Problem requirements: According to the passage on vaccine politics, how many doses of China's Sinovac vaccine did Ukraine sign a deal for in December?
*** Passage provided Section Begins ***
Ukraine also turned to Beijing to bolster its supplies, signing a deal for 1.8 million doses of China’s Sinovac vaccine in December.
Kovtoniuk said that if Ukraine cannot get more U.S. or European vaccines, it might turn to more Chinese producers. He said it was Russia, not Ukraine, that was politicizing vaccine supply. “It is a matter of politics and influence, first of all for Russia, not for Ukraine,” he said.
Iran
Iran has been hit badly by the coronavirus, reporting more than 1.42 million cases and almost 60,000 deaths. But in January, the country’s supreme leader announced that the country had banned the import of vaccines made in the United States or Britain.
Ayatollah Ali Khamenei made the announcement in a televised address Jan. 8, calling the vaccines “forbidden.” The supreme leader named the Pfizer-BioNTech vaccine as one of the products that would be banned, despite its approval by other nations and high reported efficacy.
“They are completely untrustworthy,” he said. “If they were able to create a vaccine … why do they want to give it to us? Why don’t they use it themselves?”
Iran approved Sputnik V in late January and was hoping to jointly manufacture some doses. State media has reported that the first doses of Sputnik V are expected to arrive this week. Iran is also expected to eventually receive 1 million vaccine doses from China.
Amir Afkhami, an expert on the country’s public health system at George Washington University, said that while Iran has been relatively successful in treating recent pandemics, the Iranian supreme leader has “a long history of conspiratorial constructs and mind-set around biomedical issues.”
Afkhami said there were some practical reasons that Iran might favor a Russian vaccine rather than a U.S.-backed vaccine — at an estimated $9.95 per dose, Sputnik V is probably one of the cheaper vaccines. However, he said that the justification was probably an attempt to “portray the regime as competent in view of the many missteps it’s had during the pandemic.”
Khamenei’s move to block some foreign vaccines came amid Iranian claims that U.S. financial sanctions were blocking access to Covax, which has bought doses of a number of U.S.- and British-backed vaccines.
*** Passage provided Section Ends ***
*** Data excerpts Section Begins ***
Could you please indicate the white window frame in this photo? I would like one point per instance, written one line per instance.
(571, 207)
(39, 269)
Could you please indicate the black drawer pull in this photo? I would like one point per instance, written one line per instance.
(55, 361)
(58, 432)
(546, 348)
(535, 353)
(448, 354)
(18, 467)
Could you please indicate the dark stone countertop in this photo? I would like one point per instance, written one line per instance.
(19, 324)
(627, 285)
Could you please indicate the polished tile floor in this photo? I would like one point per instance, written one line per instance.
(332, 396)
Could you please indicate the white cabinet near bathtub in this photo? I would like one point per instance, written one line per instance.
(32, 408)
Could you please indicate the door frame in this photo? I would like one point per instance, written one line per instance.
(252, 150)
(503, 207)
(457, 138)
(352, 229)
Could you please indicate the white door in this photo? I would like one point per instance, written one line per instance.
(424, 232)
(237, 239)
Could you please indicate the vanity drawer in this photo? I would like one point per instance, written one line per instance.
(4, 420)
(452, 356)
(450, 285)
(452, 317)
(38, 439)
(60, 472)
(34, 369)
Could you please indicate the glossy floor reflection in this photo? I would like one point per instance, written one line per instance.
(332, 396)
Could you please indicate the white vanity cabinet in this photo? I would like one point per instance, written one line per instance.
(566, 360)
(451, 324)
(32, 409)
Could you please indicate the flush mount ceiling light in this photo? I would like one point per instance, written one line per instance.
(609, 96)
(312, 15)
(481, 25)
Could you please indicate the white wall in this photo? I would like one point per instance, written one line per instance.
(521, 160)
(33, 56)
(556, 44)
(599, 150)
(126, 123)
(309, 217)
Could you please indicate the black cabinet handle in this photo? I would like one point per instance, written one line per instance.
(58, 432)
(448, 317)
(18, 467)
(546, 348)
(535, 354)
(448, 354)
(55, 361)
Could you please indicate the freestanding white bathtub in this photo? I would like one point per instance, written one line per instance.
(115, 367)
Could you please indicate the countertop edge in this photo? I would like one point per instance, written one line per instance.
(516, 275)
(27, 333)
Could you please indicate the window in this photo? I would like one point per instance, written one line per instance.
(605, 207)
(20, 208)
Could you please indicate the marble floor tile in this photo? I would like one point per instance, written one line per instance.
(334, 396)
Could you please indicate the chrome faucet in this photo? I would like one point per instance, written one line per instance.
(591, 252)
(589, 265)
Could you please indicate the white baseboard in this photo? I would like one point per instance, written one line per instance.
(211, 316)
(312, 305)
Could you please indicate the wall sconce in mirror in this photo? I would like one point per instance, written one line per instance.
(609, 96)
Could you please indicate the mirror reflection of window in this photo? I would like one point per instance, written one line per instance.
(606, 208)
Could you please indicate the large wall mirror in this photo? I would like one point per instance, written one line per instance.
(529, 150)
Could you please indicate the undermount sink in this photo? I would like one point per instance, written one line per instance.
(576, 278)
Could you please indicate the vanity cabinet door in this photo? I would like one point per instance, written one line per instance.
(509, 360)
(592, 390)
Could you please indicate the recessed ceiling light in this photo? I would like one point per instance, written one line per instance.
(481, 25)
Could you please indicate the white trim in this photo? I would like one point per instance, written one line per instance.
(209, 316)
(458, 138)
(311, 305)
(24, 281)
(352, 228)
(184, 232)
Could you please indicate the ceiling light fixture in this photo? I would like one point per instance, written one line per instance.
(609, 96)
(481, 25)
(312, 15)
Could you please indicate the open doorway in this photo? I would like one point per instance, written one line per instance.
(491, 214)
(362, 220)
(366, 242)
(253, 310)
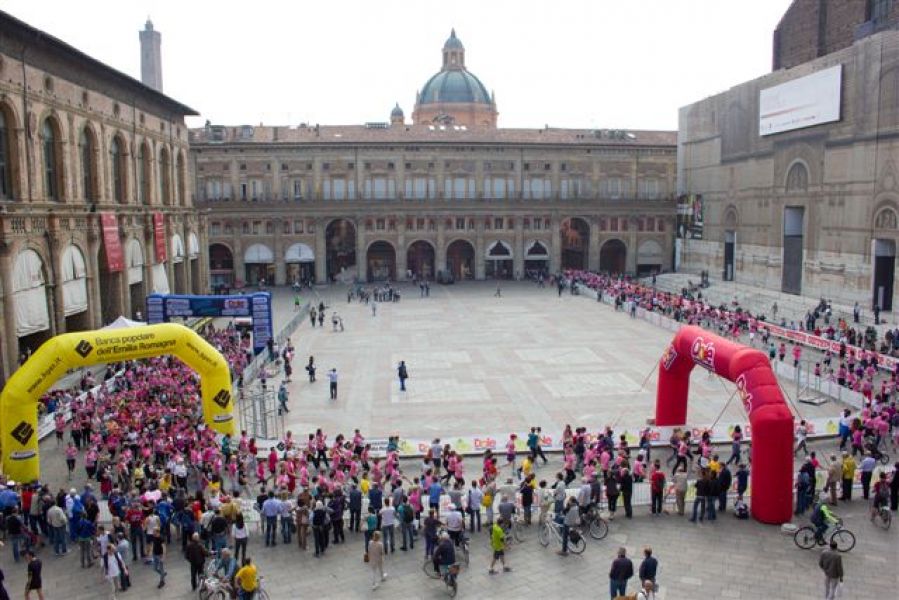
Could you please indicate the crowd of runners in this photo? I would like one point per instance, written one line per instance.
(160, 484)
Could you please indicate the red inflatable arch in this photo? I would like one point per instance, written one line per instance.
(770, 420)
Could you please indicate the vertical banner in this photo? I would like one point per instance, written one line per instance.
(115, 260)
(159, 237)
(689, 217)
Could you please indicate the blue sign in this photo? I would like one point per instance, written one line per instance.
(258, 306)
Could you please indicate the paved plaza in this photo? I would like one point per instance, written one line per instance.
(492, 365)
(482, 365)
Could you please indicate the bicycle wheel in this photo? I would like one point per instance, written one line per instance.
(577, 547)
(543, 536)
(599, 528)
(805, 537)
(518, 532)
(430, 571)
(845, 540)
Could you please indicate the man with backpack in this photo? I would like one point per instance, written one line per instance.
(822, 518)
(407, 516)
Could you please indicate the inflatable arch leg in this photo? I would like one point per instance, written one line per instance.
(770, 420)
(18, 401)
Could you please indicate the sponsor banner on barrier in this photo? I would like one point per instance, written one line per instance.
(115, 261)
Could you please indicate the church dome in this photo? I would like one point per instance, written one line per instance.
(456, 85)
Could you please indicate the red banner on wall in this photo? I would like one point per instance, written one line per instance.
(159, 236)
(115, 261)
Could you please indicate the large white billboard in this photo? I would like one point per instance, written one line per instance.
(804, 102)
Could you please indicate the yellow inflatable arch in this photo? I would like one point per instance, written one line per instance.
(18, 401)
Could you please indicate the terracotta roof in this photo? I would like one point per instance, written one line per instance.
(410, 134)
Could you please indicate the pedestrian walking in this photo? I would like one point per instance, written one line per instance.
(403, 373)
(310, 369)
(831, 562)
(622, 570)
(498, 544)
(158, 554)
(33, 581)
(196, 555)
(332, 380)
(375, 556)
(282, 398)
(649, 568)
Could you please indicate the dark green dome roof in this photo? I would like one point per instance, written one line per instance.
(454, 85)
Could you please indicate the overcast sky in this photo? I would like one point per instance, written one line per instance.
(566, 63)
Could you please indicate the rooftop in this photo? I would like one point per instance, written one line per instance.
(347, 134)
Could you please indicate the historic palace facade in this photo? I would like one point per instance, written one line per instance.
(448, 195)
(95, 193)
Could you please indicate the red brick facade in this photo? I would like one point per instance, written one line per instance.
(813, 28)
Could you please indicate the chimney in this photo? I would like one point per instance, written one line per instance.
(151, 57)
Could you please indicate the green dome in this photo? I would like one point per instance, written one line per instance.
(456, 85)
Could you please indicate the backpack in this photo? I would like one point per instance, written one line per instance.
(817, 515)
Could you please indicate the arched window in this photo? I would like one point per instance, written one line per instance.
*** Data excerpts Section Ends ***
Solution: 1.8 million doses